_PASSAGE:_
◇ ◇ ◇ ◇

Good vibrations
All hail Oakland's Hale Zukas.

By George Chen

IF YOU HAPPENED upon an Oakland warehouse party last month with revelers waving candles over a chanting congregation disguised as a rock band, you probably left as confused and elated as I. This was the homecoming show for Hale Zukas after a national tour with Angeleno posi-punks Wives. There was something ritualistic in the three-part vocal unity, the freakish spectacle of flames, and the bearded rhythm section. It imparted an ecstatic Jonestown vibe that is hard to shake, but the Burning Man posse twirling around in rapturous approval that made me pass on the Kool-Aid.

Still, candles seemed tame as far as low-budget rock pyrotechnics go – that is, until Hale Zukas guitarist-keyboardist-vocalist Rob Enbom casually tells me, as we walk around the Piedmont Cemetery, he got kicked out of high school for setting his school gym on fire.

"The candles were supposed to bring in the ghosts who would eat the flame," not-at-all-defensive bassist-vocalist John Benson adds.

"Ritual is an interesting word. I think it's kind of dangerous," Benson clarifies when I press the point. "But ... it's important to have the show go somewhere and have the audience be part of that, so a ritual would be a nice thing to be compared to."

Wandering through a burial site with the Oakland three-piece isn't nearly as creepy as one would hope. Benson doesn't want any headstones in the background of the photo shoot, hinting that the sight of his bearded visage among the graves might make for a played-out image. It's a dreaded sunny day, so we frolic with the photographer's dog and climb a tree instead of getting all gothed out. A few facts are learned on this excursion: there's a stash of hallucinogens somewhere on the premises hoarded by the band Orcs, a coke-dealing Buddhist believes Benson possesses "the ass of life," and there are merits to having your band named by seven-year-old girls.

Magnum force

Enbom and drummer-vocalist Mark Small began playing together as teenagers in the Walnut Creek-Danville axis, most notably in the band Magnum. "It was fun, live. It was crazy," Enbom deadpans. "Suburban kids liked it." He even started a tape label, Dial-A-Pirate, that only released music from "our side of Walnut Creek, 'the Eastside.' "

Post-Magnum, Enbom had a Neil Diamond cover band called Nick and the Diamonds ("We formed to win talent-show money at co-ops"), whose leader met Benson and pulled him into a new project. Having held down the low end as the bassist in math rock heavies A Minor Forest, Benson was game for a new band. A neck injury messed him up for a while, though, in the first in a series of what Enbom calls "false starts": "Creepy Crawly Claw was the third or fourth [attempt]." The other attempts included the band Evil Eye of Duck, Tiger, Bear, Shark, and Whale, named by the aforementioned preadolescent girls. "It was very frustrating – we were trying to start a band, but we just could not do it."

◇ ◇ ◇ ◇

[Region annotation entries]
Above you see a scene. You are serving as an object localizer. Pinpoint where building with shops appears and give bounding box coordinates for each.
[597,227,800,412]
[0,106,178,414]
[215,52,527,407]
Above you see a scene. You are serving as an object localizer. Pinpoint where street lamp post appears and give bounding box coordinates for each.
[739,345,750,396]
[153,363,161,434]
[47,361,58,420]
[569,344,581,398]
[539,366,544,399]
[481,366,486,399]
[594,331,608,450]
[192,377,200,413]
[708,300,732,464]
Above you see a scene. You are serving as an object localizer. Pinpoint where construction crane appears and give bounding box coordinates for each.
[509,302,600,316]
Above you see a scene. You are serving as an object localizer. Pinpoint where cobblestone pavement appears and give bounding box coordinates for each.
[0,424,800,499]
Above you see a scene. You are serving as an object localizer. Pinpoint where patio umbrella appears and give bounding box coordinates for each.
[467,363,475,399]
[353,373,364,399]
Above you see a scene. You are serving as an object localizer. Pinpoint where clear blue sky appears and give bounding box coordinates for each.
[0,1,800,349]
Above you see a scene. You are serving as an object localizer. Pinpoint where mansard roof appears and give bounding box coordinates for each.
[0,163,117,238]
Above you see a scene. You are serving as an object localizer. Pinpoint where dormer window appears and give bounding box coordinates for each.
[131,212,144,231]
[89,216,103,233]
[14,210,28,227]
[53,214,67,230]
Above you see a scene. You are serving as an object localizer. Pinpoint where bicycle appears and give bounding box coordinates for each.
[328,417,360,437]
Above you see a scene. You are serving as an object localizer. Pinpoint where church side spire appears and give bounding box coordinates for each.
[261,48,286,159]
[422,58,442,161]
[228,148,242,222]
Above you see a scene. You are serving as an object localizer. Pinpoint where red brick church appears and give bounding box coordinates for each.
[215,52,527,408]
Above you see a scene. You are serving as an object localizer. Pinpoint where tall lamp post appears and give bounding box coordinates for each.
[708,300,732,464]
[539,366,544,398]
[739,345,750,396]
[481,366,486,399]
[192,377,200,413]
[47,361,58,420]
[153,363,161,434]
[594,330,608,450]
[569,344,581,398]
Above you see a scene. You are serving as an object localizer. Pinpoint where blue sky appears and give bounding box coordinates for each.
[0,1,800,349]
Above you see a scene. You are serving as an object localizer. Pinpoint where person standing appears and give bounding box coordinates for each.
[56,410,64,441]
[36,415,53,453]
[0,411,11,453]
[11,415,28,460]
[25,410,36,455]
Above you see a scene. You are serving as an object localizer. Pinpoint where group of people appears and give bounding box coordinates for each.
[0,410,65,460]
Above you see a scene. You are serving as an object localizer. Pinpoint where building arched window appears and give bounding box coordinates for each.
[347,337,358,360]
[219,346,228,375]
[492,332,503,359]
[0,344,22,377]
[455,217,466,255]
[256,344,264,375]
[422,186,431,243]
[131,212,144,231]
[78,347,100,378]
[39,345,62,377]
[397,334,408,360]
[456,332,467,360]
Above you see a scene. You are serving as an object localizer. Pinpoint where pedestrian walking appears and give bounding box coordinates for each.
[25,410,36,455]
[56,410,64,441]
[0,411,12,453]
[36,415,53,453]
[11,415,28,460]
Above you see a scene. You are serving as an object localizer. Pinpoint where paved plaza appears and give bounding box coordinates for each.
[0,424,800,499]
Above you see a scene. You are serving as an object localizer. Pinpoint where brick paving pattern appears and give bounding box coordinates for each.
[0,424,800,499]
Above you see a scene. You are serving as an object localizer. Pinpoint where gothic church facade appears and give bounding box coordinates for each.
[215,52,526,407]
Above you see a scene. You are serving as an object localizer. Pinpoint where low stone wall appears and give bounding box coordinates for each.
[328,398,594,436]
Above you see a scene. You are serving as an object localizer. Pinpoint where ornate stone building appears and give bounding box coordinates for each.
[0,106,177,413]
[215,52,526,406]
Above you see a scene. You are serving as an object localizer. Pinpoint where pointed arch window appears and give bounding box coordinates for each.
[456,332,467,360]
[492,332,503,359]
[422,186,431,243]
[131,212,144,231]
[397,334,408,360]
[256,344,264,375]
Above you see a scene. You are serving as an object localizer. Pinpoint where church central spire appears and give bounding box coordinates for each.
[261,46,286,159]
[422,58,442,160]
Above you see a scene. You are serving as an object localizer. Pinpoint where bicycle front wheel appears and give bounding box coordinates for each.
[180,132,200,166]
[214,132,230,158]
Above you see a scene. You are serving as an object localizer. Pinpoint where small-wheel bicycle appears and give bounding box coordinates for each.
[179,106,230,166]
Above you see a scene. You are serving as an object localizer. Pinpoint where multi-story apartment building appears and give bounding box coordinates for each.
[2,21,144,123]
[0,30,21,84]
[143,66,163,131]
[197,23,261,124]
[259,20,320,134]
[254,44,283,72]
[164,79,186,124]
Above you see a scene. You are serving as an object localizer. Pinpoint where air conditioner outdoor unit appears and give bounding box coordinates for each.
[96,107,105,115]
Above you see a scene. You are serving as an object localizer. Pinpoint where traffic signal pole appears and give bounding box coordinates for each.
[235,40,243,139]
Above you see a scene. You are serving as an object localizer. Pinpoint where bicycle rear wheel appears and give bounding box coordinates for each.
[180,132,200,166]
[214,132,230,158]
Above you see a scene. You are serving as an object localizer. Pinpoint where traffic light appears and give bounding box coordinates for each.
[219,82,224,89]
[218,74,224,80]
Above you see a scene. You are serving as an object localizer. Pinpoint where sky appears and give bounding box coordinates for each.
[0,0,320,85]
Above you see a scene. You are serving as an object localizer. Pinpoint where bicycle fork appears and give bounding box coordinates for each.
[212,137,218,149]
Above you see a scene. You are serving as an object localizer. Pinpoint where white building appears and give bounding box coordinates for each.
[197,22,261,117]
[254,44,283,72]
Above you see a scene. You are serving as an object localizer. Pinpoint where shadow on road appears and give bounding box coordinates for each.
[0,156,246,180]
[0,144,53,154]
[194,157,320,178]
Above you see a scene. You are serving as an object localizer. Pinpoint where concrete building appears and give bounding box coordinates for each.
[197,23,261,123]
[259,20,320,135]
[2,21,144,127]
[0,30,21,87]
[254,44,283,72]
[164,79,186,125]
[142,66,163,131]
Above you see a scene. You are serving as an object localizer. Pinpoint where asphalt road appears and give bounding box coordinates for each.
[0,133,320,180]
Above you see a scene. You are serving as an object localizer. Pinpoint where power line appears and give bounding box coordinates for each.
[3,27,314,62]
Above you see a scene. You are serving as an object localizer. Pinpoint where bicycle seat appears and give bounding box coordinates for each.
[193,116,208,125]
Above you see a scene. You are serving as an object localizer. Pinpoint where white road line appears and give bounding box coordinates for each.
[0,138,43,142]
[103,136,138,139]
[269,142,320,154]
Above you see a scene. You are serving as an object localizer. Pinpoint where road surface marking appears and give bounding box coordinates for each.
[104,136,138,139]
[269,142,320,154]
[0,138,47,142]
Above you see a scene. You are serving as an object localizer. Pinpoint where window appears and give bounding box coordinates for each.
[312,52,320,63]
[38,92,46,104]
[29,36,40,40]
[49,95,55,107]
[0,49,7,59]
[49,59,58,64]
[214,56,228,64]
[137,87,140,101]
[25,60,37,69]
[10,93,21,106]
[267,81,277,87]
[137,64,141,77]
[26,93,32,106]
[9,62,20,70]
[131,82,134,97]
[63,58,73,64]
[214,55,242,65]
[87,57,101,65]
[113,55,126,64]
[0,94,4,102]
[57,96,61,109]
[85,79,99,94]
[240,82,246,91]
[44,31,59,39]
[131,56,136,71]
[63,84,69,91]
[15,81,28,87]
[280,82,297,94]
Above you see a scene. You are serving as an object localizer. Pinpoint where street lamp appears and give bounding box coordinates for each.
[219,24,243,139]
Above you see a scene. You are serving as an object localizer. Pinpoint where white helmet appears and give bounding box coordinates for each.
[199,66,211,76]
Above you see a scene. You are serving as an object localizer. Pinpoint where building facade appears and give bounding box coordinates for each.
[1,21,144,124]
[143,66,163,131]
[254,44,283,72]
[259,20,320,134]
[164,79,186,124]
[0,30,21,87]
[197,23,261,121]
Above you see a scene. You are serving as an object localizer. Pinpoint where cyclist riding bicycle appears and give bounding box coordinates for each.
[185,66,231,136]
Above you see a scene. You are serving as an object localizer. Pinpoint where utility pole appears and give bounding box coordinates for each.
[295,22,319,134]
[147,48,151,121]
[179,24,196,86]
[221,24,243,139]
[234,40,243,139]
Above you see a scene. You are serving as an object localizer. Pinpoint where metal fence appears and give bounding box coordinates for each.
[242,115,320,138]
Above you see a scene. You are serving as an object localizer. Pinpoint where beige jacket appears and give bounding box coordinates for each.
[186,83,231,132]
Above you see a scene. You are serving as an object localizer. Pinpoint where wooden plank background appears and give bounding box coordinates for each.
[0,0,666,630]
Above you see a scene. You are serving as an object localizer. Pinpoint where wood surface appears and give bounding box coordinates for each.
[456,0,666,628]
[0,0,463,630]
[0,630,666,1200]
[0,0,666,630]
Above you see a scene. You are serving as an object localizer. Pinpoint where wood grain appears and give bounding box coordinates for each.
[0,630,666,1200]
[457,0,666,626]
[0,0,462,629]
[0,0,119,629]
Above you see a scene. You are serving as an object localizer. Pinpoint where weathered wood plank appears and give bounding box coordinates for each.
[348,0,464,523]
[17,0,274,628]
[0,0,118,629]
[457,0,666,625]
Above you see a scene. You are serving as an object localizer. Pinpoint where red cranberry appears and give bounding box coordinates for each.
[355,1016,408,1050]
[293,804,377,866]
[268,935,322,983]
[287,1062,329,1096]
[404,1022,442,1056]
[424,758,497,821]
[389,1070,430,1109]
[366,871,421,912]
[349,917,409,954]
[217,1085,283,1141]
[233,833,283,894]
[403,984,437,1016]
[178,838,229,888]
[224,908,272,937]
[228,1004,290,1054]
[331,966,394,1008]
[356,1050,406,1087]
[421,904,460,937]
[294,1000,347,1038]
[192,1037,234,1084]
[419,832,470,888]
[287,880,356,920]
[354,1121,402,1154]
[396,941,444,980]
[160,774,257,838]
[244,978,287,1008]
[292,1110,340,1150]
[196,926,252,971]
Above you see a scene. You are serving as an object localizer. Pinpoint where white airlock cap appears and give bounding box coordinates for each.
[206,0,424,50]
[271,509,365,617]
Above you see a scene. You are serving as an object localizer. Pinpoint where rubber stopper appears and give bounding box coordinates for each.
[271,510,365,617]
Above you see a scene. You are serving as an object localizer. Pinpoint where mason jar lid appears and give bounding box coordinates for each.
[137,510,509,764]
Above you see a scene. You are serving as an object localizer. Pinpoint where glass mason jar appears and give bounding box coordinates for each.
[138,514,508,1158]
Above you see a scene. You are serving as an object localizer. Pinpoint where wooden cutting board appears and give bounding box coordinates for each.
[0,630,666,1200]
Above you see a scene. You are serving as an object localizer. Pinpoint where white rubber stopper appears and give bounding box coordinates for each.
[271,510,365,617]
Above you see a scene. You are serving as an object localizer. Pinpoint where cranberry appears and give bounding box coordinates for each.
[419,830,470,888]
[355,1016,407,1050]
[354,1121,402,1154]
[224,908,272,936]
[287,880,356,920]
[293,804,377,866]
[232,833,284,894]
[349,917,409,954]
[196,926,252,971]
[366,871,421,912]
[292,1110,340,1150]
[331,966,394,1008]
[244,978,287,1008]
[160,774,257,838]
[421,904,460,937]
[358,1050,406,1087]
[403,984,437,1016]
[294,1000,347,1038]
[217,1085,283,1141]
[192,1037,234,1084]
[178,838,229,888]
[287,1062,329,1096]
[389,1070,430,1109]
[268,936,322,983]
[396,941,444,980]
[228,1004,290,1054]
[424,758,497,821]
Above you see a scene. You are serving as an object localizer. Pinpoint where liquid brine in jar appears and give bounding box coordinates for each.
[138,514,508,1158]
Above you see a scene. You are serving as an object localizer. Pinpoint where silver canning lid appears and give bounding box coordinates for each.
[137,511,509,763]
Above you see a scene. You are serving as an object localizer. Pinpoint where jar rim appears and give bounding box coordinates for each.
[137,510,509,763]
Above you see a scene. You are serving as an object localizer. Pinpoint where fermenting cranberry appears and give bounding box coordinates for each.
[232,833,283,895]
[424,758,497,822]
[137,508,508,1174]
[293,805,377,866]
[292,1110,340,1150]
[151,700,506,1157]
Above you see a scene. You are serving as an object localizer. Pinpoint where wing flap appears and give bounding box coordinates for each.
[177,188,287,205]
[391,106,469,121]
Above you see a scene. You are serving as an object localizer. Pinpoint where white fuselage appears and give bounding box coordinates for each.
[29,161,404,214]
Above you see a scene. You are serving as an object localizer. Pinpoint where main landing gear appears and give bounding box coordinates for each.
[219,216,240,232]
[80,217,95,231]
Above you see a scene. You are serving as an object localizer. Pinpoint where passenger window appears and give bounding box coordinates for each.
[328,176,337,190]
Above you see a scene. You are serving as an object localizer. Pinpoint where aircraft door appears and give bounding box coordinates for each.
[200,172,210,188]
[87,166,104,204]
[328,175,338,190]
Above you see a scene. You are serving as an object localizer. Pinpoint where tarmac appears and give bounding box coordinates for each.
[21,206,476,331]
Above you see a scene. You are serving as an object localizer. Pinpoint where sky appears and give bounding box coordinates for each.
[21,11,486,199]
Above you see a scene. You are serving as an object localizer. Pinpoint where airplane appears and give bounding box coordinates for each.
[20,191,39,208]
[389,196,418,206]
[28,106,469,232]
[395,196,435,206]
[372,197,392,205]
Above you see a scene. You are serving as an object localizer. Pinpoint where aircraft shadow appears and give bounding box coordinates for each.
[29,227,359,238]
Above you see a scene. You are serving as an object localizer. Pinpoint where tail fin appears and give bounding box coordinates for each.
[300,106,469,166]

◇ ◇ ◇ ◇

_TASK 1:_ Transcribe the stretch of the Hale Zukas article from "Good vibrations" through "on the Kool-Aid.".
_TASK 2:_
Answer these questions from the Hale Zukas article:
(a) What was the name of the tape label Enbom started?
(b) In which band did Benson play bass before joining a new project?
(c) Who named the band Evil Eye of Duck, Tiger, Bear, Shark, and Whale?

_TASK OUTPUT 1:_
Good vibrations
All hail Oakland's Hale Zukas.

By George Chen

IF YOU HAPPENED upon an Oakland warehouse party last month with revelers waving candles over a chanting congregation disguised as a rock band, you probably left as confused and elated as I. This was the homecoming show for Hale Zukas after a national tour with Angeleno posi-punks Wives. There was something ritualistic in the three-part vocal unity, the freakish spectacle of flames, and the bearded rhythm section. It imparted an ecstatic Jonestown vibe that is hard to shake, but the Burning Man posse twirling around in rapturous approval that made me pass on the Kool-Aid.

_TASK OUTPUT 2:_
(a) Dial-A-Pirate
(b) A Minor Forest
(c) Seven-year-old girls